■ Qué se pide
Reproduce las líneas que van desde el comienzo de los datos hasta la línea con "0,304,209,388", ambas incluidas, cambiando "low wall" por "brick wall" y dejando todo lo demás igual.

■ Datos de la tarea
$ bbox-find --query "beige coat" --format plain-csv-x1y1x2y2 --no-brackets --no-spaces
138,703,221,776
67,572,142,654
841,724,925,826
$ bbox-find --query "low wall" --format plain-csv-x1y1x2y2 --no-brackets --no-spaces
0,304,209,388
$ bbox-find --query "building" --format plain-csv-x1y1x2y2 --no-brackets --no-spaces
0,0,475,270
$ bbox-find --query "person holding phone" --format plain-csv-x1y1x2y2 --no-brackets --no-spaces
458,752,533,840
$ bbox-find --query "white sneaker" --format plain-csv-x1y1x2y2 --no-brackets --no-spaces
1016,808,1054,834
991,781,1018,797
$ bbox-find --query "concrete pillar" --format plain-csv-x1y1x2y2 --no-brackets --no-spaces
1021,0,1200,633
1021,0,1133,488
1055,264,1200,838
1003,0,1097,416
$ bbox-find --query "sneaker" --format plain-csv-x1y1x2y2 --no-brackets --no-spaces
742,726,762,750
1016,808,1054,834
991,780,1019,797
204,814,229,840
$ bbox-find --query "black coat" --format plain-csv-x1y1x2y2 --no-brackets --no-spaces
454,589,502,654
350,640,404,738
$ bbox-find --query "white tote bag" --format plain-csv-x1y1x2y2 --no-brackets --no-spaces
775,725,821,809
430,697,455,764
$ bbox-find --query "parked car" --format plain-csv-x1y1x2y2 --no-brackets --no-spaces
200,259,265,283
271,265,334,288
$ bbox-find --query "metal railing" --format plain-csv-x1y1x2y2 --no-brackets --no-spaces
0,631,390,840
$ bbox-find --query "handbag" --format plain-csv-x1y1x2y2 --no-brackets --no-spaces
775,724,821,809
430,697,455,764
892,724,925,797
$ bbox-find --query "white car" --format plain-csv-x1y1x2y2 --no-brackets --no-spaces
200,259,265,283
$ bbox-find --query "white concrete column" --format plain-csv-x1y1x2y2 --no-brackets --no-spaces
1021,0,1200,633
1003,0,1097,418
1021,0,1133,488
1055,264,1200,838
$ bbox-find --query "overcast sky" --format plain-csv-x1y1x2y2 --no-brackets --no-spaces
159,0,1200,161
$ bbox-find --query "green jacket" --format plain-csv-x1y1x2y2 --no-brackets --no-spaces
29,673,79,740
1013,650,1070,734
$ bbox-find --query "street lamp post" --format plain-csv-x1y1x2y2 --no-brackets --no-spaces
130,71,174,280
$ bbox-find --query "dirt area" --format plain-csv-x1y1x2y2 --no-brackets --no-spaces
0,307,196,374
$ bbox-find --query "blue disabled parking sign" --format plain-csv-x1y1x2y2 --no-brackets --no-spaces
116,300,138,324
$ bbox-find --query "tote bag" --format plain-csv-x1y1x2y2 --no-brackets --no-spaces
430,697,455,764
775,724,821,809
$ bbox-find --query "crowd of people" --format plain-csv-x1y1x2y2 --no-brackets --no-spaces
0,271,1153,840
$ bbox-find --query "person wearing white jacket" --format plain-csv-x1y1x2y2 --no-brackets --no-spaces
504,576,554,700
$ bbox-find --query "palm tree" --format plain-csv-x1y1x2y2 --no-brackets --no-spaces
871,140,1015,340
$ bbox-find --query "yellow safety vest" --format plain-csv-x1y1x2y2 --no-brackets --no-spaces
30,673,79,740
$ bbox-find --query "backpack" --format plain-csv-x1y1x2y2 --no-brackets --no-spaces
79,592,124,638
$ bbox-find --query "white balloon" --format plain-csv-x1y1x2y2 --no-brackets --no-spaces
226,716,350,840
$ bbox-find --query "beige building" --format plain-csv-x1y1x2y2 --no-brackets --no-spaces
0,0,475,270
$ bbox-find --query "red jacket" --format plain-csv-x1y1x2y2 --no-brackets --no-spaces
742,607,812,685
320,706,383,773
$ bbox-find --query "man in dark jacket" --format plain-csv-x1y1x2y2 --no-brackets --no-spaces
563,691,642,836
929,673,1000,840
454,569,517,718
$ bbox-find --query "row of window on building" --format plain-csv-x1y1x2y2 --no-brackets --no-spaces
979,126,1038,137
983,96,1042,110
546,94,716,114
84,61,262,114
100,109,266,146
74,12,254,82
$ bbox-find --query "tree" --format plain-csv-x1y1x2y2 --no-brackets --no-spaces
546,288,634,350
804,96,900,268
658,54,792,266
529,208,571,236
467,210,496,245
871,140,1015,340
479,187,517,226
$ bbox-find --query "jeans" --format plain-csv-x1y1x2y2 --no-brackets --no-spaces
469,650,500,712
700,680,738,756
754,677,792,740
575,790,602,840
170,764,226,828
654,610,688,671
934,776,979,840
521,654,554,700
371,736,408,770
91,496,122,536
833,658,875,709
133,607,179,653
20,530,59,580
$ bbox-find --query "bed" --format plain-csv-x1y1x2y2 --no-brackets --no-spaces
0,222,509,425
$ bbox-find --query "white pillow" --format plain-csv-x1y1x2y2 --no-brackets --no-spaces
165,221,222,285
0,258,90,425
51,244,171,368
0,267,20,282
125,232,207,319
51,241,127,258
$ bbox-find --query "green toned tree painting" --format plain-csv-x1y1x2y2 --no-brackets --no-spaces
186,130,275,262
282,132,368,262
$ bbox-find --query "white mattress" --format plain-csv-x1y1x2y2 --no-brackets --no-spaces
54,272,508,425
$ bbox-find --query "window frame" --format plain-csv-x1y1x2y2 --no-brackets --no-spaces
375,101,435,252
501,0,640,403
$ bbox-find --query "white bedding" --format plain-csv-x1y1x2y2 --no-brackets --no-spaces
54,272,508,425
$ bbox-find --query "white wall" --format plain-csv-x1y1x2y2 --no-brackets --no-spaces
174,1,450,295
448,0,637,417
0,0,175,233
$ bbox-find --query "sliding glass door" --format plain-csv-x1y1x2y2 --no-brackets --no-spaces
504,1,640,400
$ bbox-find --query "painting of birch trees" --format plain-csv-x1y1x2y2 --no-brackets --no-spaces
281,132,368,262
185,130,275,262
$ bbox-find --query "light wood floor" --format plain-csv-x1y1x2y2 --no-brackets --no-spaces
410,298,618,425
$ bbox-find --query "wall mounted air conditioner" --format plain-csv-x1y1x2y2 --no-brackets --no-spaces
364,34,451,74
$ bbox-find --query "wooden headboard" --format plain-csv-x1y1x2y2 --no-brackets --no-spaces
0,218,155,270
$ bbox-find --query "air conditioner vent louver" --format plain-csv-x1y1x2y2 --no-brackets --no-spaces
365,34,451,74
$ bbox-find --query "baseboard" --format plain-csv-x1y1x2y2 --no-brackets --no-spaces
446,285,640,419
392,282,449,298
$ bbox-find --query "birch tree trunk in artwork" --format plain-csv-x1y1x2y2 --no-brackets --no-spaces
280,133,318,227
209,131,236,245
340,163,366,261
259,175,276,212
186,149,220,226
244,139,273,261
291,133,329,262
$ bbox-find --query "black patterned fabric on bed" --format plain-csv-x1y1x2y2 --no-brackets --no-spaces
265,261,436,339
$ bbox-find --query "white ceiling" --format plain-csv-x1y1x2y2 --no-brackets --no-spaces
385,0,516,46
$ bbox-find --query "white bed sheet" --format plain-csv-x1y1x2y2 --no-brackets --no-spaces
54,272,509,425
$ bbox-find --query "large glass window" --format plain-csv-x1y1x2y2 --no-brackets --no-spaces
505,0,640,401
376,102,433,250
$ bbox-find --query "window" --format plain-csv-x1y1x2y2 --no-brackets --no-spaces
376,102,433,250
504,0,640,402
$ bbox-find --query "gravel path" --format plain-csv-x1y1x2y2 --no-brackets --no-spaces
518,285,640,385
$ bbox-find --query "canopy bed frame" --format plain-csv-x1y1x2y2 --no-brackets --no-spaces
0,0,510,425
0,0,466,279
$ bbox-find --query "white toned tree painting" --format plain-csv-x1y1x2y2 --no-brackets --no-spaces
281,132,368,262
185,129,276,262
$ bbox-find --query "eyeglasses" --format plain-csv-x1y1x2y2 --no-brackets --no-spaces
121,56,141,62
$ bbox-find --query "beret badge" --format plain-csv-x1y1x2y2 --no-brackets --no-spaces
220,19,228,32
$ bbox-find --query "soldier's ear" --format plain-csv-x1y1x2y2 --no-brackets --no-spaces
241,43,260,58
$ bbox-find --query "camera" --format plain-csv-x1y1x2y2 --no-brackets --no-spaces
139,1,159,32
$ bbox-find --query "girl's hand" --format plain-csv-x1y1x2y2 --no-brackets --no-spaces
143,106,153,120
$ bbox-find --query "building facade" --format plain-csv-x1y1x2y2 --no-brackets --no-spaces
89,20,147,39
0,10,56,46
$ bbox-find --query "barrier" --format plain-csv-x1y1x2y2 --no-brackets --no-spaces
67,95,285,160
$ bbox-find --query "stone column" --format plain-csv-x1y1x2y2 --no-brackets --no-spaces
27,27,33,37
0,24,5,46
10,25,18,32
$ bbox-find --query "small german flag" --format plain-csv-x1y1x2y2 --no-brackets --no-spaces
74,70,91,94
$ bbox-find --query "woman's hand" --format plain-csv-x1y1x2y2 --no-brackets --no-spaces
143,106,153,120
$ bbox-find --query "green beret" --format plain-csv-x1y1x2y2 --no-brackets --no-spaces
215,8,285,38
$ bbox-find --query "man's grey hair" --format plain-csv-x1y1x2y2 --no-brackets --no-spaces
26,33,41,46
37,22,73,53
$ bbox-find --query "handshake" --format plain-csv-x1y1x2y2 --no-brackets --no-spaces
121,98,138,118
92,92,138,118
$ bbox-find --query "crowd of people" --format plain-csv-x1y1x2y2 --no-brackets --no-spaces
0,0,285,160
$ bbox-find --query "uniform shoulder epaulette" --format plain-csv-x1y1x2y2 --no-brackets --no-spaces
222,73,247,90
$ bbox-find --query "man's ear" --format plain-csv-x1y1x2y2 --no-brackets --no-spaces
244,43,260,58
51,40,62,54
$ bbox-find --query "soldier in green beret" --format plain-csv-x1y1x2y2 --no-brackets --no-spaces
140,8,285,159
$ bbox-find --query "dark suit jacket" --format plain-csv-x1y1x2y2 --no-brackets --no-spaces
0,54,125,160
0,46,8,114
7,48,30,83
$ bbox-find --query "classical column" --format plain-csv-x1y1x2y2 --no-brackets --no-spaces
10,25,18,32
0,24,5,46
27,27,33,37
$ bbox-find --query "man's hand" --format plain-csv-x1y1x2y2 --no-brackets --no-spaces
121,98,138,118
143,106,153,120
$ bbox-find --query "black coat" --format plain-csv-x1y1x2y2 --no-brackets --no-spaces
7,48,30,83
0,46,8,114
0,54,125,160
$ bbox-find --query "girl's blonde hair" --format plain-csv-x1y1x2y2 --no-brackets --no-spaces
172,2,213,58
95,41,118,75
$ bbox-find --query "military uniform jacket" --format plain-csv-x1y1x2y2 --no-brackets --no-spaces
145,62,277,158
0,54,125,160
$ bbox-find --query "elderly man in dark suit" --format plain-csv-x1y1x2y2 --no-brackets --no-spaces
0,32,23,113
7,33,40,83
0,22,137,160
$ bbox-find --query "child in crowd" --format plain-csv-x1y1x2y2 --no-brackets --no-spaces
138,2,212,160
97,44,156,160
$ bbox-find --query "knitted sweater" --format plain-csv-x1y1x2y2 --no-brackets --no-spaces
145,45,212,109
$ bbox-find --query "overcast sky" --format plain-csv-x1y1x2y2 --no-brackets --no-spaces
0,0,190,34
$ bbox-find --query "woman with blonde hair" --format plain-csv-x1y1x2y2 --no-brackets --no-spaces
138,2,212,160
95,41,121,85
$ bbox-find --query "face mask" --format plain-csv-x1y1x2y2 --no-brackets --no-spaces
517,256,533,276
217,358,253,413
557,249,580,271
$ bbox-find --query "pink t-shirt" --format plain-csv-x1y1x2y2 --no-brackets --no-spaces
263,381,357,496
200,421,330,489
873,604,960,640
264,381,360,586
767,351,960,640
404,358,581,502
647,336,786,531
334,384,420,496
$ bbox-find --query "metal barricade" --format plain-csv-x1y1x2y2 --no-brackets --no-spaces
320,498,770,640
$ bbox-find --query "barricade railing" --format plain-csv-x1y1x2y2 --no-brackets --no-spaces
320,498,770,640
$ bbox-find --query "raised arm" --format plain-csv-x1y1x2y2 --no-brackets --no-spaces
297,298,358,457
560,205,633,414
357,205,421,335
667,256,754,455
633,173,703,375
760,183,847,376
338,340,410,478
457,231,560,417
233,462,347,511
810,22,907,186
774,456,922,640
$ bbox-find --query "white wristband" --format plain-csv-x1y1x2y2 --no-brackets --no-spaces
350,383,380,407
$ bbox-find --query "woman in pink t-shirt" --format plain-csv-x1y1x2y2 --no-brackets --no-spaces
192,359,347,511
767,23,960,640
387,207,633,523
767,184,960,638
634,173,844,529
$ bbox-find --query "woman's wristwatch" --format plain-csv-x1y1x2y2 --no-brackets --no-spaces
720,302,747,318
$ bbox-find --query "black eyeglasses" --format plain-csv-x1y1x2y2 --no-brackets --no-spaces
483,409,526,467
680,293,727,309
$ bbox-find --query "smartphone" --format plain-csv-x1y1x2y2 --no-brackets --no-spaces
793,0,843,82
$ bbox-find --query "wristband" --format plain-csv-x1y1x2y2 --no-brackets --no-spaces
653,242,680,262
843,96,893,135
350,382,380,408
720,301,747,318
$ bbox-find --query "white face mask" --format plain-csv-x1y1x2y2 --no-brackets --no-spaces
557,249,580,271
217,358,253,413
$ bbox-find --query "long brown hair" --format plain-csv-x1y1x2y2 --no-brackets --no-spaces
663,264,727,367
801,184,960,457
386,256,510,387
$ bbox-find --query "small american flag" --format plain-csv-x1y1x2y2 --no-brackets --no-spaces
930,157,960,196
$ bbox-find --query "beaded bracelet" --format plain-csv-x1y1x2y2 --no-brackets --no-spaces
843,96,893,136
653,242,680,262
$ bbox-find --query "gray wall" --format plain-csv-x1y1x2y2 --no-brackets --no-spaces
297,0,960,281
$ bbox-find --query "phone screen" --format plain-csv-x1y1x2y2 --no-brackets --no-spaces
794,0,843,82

■ Respuesta
$ bbox-find --query "beige coat" --format plain-csv-x1y1x2y2 --no-brackets --no-spaces
138,703,221,776
67,572,142,654
841,724,925,826
$ bbox-find --query "brick wall" --format plain-csv-x1y1x2y2 --no-brackets --no-spaces
0,304,209,388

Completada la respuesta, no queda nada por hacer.